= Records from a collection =

########

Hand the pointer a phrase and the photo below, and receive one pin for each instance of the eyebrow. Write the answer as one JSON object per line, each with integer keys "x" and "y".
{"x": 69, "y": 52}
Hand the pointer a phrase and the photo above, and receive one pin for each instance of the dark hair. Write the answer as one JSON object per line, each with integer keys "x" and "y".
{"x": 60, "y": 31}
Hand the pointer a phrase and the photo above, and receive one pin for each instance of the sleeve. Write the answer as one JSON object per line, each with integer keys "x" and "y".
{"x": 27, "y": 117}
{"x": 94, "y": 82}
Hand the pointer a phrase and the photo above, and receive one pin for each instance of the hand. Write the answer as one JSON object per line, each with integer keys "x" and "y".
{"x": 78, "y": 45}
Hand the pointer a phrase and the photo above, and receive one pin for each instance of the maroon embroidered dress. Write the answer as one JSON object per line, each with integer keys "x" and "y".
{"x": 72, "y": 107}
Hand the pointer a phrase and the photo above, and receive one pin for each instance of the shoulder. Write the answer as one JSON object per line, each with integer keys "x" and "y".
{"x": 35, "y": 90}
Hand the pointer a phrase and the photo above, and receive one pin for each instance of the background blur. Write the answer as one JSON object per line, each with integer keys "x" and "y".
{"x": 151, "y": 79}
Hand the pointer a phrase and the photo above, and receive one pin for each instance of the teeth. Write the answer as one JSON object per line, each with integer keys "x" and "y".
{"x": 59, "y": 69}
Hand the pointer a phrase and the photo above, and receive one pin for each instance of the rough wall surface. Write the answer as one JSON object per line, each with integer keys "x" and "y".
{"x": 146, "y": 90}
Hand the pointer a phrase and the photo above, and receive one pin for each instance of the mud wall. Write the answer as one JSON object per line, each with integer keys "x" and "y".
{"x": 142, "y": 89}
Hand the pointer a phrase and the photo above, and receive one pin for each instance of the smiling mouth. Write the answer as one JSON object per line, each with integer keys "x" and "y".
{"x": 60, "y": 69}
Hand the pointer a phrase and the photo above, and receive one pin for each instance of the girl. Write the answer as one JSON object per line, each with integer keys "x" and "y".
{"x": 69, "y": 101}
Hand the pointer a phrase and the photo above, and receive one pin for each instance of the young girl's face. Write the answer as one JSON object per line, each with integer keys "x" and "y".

########

= EXERCISE DESCRIPTION =
All of the records above should be transcribed exactly.

= ANSWER =
Hand the pointer a phrase and the photo below, and receive one pin for each instance of the eyebrow. Write the answer as one JSON object per line, each with integer keys "x" and "y".
{"x": 69, "y": 52}
Hand the pointer a phrase and the photo above, and receive one pin for each instance of the dark hair. Write the answer as one JSON object per line, each with integer keys "x" and "y".
{"x": 60, "y": 31}
Hand the pointer a phrase and the photo above, and receive one pin for each instance of the sleeve. Write the answer as one JSON object per line, each with integer keys "x" and "y".
{"x": 27, "y": 117}
{"x": 94, "y": 82}
Hand the pointer a phrase and the photo above, and receive one pin for each instance of the hand. Write the answer as one JSON object per line, each with integer keys "x" and "y".
{"x": 78, "y": 45}
Hand the pointer a phrase and the photo above, and receive one pin for each instance of the maroon embroidered dress. Write the answer as one JSON object per line, each with integer keys "x" and "y".
{"x": 72, "y": 107}
Hand the pointer a phrase and the photo above, and receive one pin for each instance of the shoulder. Write the answer as one JSON object per line, each with integer keys "x" and "y".
{"x": 35, "y": 90}
Hand the pointer a phrase and the photo above, and receive one pin for each instance of the background blur. Write the answer as one JSON object per line, each with integer keys "x" and "y".
{"x": 151, "y": 79}
Hand the pointer a phrase and the photo above, and receive one pin for each instance of the teeth. Write the answer as one JSON object per line, each with integer keys "x" and "y".
{"x": 59, "y": 69}
Hand the pointer a phrase and the photo above, and receive one pin for each instance of the rough wall surface. Write the answer as one JSON object per line, each with integer keys "x" and "y".
{"x": 146, "y": 90}
Hand the pointer a phrase and the photo above, and receive one pin for each instance of the mud wall. Write the answer as one JSON object per line, each with integer keys "x" and "y".
{"x": 142, "y": 89}
Hand the pointer a phrase and the photo above, and receive one pin for each instance of the smiling mouth. Write the answer as one JSON object per line, each with integer keys "x" and "y".
{"x": 60, "y": 69}
Hand the pointer a phrase and the photo above, and receive one pin for each instance of the girl. Write the answer as one JSON object per line, each with integer keys "x" and "y".
{"x": 69, "y": 101}
Hand the pointer a phrase and the photo above, and receive one pin for each instance of the young girl's face. Write the answer as one JSON object per line, each with integer keys "x" and "y".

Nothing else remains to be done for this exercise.